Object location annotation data

■ ■ ■ ■

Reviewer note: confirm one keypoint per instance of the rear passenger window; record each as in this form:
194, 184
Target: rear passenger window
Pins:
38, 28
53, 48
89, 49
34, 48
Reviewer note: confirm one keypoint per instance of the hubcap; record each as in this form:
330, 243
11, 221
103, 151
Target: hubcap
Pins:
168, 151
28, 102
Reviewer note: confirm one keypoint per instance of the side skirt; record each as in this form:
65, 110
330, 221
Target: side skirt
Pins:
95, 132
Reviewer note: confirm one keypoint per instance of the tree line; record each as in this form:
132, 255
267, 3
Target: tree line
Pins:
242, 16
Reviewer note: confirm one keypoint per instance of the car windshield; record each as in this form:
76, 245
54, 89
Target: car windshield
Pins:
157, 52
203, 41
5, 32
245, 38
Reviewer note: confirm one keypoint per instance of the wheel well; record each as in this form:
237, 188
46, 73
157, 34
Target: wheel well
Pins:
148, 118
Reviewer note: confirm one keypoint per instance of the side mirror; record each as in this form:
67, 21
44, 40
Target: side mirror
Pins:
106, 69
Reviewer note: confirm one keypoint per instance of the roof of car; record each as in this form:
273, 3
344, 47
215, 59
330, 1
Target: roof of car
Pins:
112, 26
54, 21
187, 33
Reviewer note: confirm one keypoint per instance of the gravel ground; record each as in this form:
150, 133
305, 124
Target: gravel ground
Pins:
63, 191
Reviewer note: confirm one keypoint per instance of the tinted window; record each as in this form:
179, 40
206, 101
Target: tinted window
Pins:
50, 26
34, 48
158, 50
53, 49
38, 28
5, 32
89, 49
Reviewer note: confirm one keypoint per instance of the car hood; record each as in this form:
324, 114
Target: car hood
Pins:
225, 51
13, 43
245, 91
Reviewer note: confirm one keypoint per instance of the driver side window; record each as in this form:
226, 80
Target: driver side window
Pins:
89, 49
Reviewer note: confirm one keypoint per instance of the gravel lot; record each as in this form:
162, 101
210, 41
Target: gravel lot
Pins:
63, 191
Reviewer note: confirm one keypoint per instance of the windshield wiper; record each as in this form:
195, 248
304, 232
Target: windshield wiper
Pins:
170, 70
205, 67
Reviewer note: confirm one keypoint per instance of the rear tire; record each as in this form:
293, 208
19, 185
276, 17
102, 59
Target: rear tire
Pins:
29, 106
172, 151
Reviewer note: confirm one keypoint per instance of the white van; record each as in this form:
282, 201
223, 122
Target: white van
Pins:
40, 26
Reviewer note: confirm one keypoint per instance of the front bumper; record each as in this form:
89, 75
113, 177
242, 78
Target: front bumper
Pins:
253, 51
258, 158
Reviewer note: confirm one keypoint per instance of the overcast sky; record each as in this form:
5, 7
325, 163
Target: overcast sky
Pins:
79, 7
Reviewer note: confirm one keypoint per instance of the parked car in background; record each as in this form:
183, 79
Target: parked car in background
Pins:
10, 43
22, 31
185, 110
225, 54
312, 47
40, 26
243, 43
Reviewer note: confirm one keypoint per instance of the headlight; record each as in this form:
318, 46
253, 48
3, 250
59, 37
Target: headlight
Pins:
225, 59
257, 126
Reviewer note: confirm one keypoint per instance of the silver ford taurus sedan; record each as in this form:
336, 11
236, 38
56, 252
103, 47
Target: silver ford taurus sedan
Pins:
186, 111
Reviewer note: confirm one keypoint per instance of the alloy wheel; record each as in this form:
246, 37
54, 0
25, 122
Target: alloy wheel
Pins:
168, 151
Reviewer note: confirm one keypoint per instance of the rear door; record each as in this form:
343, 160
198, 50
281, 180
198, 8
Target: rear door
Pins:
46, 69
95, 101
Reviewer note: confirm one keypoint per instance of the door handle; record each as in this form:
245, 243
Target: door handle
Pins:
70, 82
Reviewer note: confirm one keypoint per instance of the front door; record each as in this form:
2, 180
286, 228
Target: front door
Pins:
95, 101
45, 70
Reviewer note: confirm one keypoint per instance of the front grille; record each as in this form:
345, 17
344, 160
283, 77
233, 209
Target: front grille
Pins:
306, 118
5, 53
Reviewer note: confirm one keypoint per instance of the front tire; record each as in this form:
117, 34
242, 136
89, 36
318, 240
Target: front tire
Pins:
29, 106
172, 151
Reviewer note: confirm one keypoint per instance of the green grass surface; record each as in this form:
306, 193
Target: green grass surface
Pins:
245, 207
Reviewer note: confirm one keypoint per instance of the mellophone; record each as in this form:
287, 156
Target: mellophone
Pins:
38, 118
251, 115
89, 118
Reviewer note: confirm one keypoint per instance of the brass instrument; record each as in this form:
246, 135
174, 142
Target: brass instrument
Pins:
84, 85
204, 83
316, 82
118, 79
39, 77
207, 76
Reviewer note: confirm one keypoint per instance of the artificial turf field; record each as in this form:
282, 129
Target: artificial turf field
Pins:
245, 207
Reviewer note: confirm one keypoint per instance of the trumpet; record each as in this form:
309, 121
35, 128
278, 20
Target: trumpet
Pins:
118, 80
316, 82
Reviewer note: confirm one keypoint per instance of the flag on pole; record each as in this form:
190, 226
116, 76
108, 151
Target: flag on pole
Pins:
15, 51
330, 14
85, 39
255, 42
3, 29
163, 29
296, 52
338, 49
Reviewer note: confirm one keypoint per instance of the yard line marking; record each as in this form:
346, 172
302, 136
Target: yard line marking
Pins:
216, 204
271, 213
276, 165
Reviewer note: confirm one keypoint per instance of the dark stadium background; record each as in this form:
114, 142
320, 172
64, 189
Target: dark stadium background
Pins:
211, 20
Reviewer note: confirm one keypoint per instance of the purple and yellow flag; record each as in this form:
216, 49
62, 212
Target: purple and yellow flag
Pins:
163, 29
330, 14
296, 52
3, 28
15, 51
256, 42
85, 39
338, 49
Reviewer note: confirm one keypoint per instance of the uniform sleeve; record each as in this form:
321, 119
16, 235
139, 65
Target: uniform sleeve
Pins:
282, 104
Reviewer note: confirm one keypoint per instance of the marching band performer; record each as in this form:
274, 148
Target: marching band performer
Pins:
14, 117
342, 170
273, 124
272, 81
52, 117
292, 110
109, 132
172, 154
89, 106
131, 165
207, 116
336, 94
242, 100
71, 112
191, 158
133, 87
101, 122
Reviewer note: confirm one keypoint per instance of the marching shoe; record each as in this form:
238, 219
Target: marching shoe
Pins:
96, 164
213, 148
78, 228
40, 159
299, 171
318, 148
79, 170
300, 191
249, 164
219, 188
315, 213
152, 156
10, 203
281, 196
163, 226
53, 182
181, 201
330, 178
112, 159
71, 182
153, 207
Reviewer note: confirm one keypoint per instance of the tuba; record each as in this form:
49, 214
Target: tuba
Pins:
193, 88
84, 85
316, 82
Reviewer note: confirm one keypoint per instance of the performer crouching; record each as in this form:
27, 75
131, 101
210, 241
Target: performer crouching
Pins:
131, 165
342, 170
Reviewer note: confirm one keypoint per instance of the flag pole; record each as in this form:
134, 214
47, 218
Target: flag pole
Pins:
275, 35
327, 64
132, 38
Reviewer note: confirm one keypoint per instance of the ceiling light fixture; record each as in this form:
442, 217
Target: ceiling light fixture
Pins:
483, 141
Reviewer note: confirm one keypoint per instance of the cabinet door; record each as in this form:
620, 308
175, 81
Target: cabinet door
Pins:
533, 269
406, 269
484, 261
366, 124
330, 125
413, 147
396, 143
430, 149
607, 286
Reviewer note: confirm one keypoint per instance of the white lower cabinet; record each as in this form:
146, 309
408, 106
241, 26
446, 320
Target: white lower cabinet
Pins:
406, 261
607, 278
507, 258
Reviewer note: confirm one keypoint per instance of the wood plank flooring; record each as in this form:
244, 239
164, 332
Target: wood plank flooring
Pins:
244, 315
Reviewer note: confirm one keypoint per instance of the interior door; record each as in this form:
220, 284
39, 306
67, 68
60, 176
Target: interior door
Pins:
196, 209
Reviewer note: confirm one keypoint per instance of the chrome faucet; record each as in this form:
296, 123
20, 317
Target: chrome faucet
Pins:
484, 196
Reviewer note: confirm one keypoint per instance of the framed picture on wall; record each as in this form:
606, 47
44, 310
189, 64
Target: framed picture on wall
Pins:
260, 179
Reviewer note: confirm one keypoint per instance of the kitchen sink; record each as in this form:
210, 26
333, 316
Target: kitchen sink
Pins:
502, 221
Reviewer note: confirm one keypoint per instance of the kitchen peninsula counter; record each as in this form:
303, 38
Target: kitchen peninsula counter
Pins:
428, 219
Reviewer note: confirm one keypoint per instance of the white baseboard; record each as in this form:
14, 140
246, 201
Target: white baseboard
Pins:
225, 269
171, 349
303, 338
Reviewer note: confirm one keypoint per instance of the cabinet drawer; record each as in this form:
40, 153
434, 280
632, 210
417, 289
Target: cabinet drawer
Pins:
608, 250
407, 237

■ ■ ■ ■

*WRITTEN EXERCISE*: Output the lines from the one containing "the cabinet drawer;" through the end of the material as a JSON list of strings, one string per line, leaving out any blank lines.

*SOLUTION FOR THIS TASK*:
[
  "Reviewer note: confirm one keypoint per instance of the cabinet drawer; record each as in this form:",
  "40, 153",
  "434, 280",
  "632, 210",
  "417, 289",
  "Target: cabinet drawer",
  "Pins:",
  "608, 250",
  "407, 237"
]